Exercise → In the answer, every entry must appear exactly as given.

- Opening Delimiter -

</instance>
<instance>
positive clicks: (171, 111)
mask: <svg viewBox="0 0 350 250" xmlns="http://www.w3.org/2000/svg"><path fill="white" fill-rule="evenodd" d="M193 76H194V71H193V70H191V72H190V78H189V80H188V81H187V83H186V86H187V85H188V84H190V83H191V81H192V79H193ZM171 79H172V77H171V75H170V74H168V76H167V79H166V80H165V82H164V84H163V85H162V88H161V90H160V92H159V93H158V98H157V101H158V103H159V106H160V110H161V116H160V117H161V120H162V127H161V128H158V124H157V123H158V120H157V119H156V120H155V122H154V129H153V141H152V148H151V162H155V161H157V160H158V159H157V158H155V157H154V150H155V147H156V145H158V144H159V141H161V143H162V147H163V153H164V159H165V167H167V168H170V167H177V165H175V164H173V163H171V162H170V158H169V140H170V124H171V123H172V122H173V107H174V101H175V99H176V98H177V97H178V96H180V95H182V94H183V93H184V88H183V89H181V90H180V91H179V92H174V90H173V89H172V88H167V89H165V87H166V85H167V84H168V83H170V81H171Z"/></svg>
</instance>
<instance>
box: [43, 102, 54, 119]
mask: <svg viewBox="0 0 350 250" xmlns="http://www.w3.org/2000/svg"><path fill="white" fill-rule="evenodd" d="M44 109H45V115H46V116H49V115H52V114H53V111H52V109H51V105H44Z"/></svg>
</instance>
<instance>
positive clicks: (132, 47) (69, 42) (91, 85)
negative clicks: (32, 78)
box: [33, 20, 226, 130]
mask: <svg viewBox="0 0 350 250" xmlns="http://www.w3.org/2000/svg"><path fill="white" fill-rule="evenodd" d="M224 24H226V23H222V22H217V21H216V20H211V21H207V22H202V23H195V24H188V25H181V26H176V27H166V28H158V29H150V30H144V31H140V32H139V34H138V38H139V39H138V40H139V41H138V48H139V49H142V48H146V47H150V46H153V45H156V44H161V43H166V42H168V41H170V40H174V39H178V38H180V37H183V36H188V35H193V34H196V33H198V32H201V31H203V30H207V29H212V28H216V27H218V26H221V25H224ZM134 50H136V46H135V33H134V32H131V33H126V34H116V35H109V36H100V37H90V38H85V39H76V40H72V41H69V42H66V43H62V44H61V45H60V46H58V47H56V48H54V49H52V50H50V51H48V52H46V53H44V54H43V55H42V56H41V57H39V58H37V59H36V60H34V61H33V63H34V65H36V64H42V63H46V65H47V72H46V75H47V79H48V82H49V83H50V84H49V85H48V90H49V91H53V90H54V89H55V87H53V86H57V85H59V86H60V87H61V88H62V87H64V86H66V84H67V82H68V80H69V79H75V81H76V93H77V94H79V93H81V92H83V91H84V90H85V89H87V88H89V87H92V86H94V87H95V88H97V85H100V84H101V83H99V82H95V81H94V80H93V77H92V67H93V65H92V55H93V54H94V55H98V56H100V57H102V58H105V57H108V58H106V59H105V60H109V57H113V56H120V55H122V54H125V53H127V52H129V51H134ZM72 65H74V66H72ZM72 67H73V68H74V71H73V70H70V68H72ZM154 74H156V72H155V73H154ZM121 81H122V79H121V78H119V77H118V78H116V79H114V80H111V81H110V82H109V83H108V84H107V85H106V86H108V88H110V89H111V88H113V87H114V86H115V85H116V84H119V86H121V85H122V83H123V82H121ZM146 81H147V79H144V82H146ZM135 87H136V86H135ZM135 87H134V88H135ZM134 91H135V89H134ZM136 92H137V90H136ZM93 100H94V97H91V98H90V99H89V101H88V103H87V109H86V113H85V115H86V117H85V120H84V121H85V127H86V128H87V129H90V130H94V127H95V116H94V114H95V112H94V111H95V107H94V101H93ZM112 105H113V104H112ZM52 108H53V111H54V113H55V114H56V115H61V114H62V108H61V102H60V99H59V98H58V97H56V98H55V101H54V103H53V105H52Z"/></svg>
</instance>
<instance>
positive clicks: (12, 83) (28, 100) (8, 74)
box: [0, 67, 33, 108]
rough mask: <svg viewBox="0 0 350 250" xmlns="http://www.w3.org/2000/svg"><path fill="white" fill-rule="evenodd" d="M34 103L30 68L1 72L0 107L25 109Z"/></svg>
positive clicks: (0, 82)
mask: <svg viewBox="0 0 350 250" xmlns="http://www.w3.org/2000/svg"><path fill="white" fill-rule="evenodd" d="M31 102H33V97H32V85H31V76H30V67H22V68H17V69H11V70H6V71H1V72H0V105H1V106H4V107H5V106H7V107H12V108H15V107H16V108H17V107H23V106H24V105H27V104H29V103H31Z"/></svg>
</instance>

- Closing Delimiter -

Answer space →
</instance>
<instance>
positive clicks: (171, 111)
mask: <svg viewBox="0 0 350 250" xmlns="http://www.w3.org/2000/svg"><path fill="white" fill-rule="evenodd" d="M193 76H194V71H193V70H191V72H190V78H189V80H188V81H187V83H186V86H187V85H188V84H190V83H191V81H192V79H193ZM171 79H172V77H171V75H170V74H168V76H167V79H166V80H165V82H164V84H163V85H162V88H161V90H160V92H159V93H158V98H157V101H158V103H159V106H160V110H161V116H160V117H161V120H162V127H161V128H158V124H157V123H158V120H157V119H156V120H155V122H154V129H153V141H152V148H151V162H155V161H157V160H158V159H157V158H155V157H154V150H155V147H156V145H158V144H159V141H161V143H162V147H163V153H164V159H165V167H167V168H170V167H177V165H175V164H173V163H171V162H170V158H169V140H170V124H171V123H172V122H173V107H174V101H175V99H176V98H177V97H178V96H180V95H182V94H183V93H184V88H183V89H181V90H180V91H179V92H174V90H173V89H172V88H167V89H165V87H166V85H167V84H168V83H170V81H171Z"/></svg>
</instance>
<instance>
box: [43, 102, 54, 119]
mask: <svg viewBox="0 0 350 250" xmlns="http://www.w3.org/2000/svg"><path fill="white" fill-rule="evenodd" d="M44 109H45V115H46V116H49V115H52V114H53V111H52V109H51V105H44Z"/></svg>
</instance>
<instance>
positive clicks: (132, 47) (69, 42) (91, 85)
negative clicks: (32, 78)
box: [33, 20, 226, 130]
mask: <svg viewBox="0 0 350 250" xmlns="http://www.w3.org/2000/svg"><path fill="white" fill-rule="evenodd" d="M224 24H226V23H222V22H217V21H216V20H211V21H207V22H202V23H195V24H188V25H181V26H176V27H166V28H158V29H150V30H144V31H140V32H139V34H138V38H139V39H138V40H139V41H138V48H139V49H142V48H146V47H150V46H153V45H156V44H161V43H166V42H168V41H170V40H174V39H178V38H180V37H183V36H188V35H193V34H196V33H198V32H201V31H203V30H207V29H212V28H216V27H218V26H221V25H224ZM134 50H136V46H135V33H134V32H131V33H126V34H116V35H109V36H100V37H90V38H85V39H76V40H72V41H69V42H66V43H62V44H61V45H60V46H58V47H56V48H54V49H52V50H50V51H48V52H46V53H44V54H43V55H42V56H41V57H39V58H37V59H36V60H34V61H33V63H34V65H36V64H42V63H46V65H47V72H46V75H47V79H48V82H49V83H50V84H49V85H48V90H49V91H53V90H54V89H55V87H53V86H57V85H59V86H60V87H61V88H62V87H64V86H66V84H67V82H68V80H69V79H75V81H76V93H77V94H79V93H81V92H83V91H84V90H85V89H87V88H89V87H92V86H94V87H95V88H97V85H100V84H101V83H99V82H95V81H94V80H93V77H92V67H93V65H92V55H93V54H94V55H98V56H100V57H102V58H105V57H108V58H106V59H105V60H109V57H113V56H120V55H122V54H125V53H127V52H129V51H134ZM72 65H74V66H72ZM72 67H73V68H74V71H73V70H70V68H72ZM154 74H156V72H155V73H154ZM121 81H122V79H121V78H119V77H118V78H116V79H114V80H111V81H110V82H109V83H108V84H107V85H106V86H108V88H110V89H111V88H113V87H114V86H115V85H116V84H119V86H121V85H122V83H123V82H121ZM146 81H147V79H144V82H146ZM135 87H136V86H135ZM135 87H134V88H135ZM134 91H135V89H134ZM136 92H137V90H136ZM93 100H94V97H91V98H90V99H89V101H88V103H87V109H86V113H85V115H86V117H85V120H84V121H85V127H86V128H87V129H90V130H94V127H95V116H94V114H95V112H94V111H95V107H94V101H93ZM112 105H113V104H112ZM52 108H53V111H54V113H55V114H56V115H61V114H62V108H61V102H60V99H59V98H58V97H56V98H55V101H54V103H53V105H52Z"/></svg>
</instance>
<instance>
positive clicks: (12, 83) (28, 100) (8, 74)
box: [0, 67, 33, 108]
rough mask: <svg viewBox="0 0 350 250" xmlns="http://www.w3.org/2000/svg"><path fill="white" fill-rule="evenodd" d="M34 103L30 68L1 72L0 107L25 109Z"/></svg>
positive clicks: (0, 82)
mask: <svg viewBox="0 0 350 250" xmlns="http://www.w3.org/2000/svg"><path fill="white" fill-rule="evenodd" d="M31 102H33V97H32V85H31V76H30V67H22V68H17V69H11V70H6V71H1V72H0V105H1V106H4V107H5V106H7V107H12V108H15V107H16V108H17V107H23V106H24V105H27V104H29V103H31Z"/></svg>
</instance>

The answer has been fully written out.